• _Problem details_: Reproduce word for word the part of the blog post about the Judas Gospel that runs from "The Judas Gospel" up to and including "on fire? Yes.".

• _Extract provided_:
..........

Sunday, April 09, 2006

The Judas Gospel

In the Toronto Star yesterday, the front-page story was covering the break-through translation of an old document found in the 1970's. The crumbling papyrus tells the story of an enlightened Judas who has been given special knowledge by Jesus Christ and paints him as the good guy; the guy who fulfilled his calling by surrendering Christ to the guards. According to the document, Jesus was not the Son of the Creator (since the earth was actually created by an evil force to trap spirits passing through) but the Son of the Omniscient God. So really, Jesus was just passing through earth as a spirit trapped in a human body and he needed Judas to "betray" Jesus so that he could be set free. A Gnostic text? Yes. Disturbing? Yes. Do I want to set it on fire? Yes.

..........

• _Extracted material_:
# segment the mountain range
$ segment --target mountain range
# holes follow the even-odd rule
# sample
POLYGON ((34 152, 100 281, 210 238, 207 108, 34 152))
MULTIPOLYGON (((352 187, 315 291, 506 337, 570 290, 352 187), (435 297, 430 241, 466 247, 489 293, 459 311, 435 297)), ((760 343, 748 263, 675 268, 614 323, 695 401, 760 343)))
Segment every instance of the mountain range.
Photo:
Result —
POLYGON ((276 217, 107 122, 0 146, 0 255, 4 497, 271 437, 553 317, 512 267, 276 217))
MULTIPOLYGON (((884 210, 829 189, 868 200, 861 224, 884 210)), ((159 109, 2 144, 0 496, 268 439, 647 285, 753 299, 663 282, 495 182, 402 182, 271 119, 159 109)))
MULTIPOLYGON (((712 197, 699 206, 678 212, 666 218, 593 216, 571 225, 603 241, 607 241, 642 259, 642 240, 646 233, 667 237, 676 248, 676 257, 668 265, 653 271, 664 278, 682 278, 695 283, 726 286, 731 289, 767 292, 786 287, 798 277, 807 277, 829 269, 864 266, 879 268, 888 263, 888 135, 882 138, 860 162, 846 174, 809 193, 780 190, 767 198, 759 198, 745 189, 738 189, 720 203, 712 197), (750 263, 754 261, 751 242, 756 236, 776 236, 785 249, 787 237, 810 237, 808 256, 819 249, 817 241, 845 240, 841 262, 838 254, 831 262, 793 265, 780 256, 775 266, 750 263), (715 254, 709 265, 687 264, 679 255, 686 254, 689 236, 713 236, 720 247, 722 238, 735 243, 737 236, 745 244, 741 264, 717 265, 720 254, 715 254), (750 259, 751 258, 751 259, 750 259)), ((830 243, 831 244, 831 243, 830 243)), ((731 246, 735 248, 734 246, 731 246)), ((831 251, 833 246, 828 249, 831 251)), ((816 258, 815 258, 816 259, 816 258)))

..........

• _Answer to the problem_:
The Judas Gospel

In the Toronto Star yesterday, the front-page story was covering the break-through translation of an old document found in the 1970's. The crumbling papyrus tells the story of an enlightened Judas who has been given special knowledge by Jesus Christ and paints him as the good guy; the guy who fulfilled his calling by surrendering Christ to the guards. According to the document, Jesus was not the Son of the Creator (since the earth was actually created by an evil force to trap spirits passing through) but the Son of the Omniscient God. So really, Jesus was just passing through earth as a spirit trapped in a human body and he needed Judas to "betray" Jesus so that he could be set free. A Gnostic text? Yes. Disturbing? Yes. Do I want to set it on fire? Yes.